**题目:** 逐字抄录关于 LRU 缓存的文本中从“C++ 实现: 使用双链表存储缓存以及使用”开始、到“Cache datas type.”为止的部分，结尾这段文字也要包括在内。

----- 文本 -----

Detailed implementations see:

LRU 实现

LRU 实现

LRU:

Least recently used, 最近最少(least)使用: 对于当前所有缓存, 后续使用时, 缓存满的时候,
最近使用的缓存被移除的概率最小(最后被移除)! .. 即缓存满的时候最先移除最近最少使用的!

(Discards the least recently used items first, i.e. once a cache used, then it least likely to be removed when caches full!!)

参考: https://en.wikipedia.org/wiki/Cache_replacement_policies#LRU


C++ 实现: 使用双链表存储缓存以及使用 hash map 查找缓存!

See also:

template<typename K, typename V>
class LruCache {
public:
    /// Internal cache type.
    using Cache = std::tuple<K, V>;
    /// Cache datas type.
    using Caches = DoublyLinkedList<Cache>;
    /// Key to cache iterator type.
    using KeyCaches = std::unordered_map<K, typename Caches::Iterator>;
    /// Default ctor.
    LruCache() noexcept;
    /// Dtor
    ~LruCache() noexcept;
    /// @return caches capacity.
    inline int32_t getCapacity() const noexcept;
    /// @return current caches size.
    inline int32_t getSize() const noexcept;
    /// Check whether this caches empty.
    inline bool isEmpty() const noexcept;
    /**
     * Set cache capacity.
     * @param capacity the capacity to set, NOTE: should >= current caches
     * and > 0.
     * @return true when set success, otherwise false.
     */
    inline bool setCapacity(const int32_t capacity) noexcept;
    /**
     * Set or update cache of key.

----- 原始记录 -----

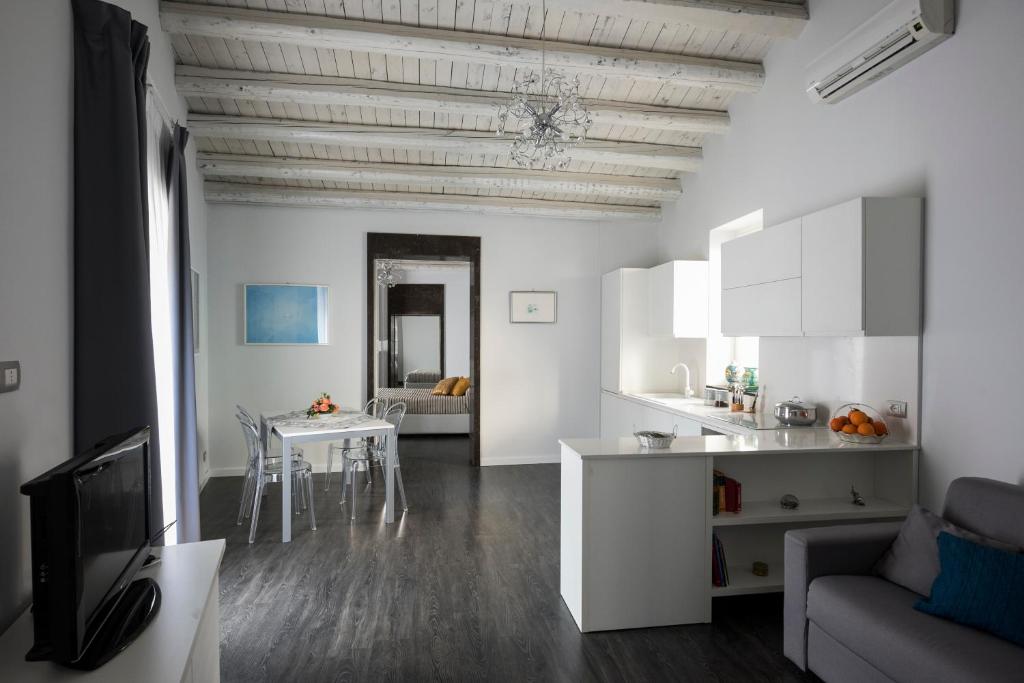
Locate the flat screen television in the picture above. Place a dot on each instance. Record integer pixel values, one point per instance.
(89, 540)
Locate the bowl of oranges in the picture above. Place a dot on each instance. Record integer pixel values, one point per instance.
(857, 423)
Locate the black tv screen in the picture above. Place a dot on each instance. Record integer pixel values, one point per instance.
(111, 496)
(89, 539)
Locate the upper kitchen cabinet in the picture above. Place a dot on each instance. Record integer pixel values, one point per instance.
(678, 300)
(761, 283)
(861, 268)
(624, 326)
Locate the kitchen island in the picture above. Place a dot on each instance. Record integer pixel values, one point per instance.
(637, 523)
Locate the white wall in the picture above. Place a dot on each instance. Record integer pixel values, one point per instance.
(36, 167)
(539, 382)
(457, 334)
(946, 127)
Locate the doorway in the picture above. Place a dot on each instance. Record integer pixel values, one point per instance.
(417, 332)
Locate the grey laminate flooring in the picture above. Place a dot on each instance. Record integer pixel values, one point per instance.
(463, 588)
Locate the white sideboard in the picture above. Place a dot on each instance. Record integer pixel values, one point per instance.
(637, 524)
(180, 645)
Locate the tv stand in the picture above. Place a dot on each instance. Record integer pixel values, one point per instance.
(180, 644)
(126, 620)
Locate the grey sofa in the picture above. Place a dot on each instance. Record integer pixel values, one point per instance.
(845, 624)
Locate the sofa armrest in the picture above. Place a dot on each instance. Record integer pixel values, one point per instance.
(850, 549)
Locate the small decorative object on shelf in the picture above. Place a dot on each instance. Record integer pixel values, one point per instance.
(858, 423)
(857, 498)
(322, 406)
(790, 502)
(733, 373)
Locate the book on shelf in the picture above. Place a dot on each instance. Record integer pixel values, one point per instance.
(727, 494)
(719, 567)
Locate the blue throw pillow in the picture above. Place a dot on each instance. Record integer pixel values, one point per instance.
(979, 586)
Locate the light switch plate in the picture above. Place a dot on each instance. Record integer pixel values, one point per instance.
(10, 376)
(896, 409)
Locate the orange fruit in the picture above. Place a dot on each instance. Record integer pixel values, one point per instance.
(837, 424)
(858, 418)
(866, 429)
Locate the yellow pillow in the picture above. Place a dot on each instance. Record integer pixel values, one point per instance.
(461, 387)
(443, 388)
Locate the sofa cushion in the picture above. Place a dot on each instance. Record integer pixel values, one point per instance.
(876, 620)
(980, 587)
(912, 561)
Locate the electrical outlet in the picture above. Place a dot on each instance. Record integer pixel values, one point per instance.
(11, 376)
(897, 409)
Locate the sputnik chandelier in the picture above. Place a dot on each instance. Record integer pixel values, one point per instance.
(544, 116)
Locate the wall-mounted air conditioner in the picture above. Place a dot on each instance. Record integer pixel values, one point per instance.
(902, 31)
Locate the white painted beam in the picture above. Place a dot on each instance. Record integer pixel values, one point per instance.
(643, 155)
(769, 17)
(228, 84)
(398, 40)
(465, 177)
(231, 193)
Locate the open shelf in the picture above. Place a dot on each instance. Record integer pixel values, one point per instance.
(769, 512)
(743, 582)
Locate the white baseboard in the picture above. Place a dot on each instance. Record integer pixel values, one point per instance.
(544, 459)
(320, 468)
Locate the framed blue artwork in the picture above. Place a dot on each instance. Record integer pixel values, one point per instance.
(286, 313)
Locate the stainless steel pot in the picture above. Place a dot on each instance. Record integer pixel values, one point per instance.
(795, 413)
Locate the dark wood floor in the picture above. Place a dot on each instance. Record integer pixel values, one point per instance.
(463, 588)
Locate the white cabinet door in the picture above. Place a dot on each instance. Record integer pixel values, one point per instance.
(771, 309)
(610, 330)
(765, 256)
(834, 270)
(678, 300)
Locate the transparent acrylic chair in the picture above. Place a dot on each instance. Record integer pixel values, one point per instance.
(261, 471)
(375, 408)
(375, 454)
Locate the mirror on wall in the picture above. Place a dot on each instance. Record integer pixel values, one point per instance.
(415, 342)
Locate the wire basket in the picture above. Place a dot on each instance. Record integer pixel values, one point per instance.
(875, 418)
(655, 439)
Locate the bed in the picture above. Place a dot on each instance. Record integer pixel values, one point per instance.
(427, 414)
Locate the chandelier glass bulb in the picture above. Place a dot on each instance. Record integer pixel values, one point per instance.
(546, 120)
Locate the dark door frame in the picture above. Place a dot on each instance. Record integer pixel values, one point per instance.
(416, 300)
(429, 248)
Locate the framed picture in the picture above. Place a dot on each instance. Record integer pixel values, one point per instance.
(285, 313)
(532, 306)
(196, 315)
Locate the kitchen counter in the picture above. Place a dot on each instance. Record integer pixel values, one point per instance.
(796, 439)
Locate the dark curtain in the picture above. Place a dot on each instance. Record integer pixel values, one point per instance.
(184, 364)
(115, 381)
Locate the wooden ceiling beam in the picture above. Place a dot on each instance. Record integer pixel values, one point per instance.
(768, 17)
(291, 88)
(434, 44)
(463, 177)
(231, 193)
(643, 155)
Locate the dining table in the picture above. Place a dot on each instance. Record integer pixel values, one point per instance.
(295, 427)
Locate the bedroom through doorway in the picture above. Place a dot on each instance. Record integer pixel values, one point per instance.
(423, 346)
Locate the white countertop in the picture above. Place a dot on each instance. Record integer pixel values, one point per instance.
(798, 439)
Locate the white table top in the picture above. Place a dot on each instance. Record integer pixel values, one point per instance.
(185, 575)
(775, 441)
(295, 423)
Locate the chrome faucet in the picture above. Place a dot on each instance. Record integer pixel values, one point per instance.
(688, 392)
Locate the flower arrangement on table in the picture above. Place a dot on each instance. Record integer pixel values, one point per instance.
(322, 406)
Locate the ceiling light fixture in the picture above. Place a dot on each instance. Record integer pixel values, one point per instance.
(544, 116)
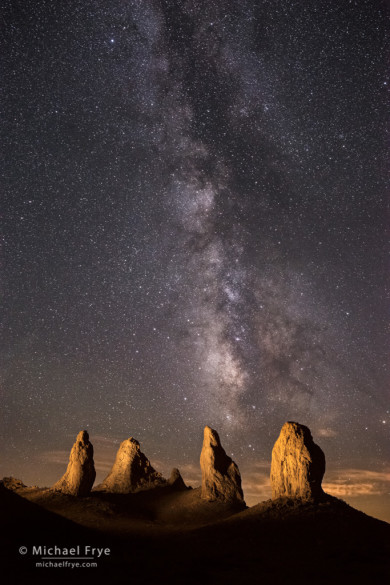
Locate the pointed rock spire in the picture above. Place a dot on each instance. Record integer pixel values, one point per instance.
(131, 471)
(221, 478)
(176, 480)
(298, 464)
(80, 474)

-----

**回答:**
C++ 实现: 使用双链表存储缓存以及使用 hash map 查找缓存!

See also:

template<typename K, typename V>
class LruCache {
public:
    /// Internal cache type.
    using Cache = std::tuple<K, V>;
    /// Cache datas type.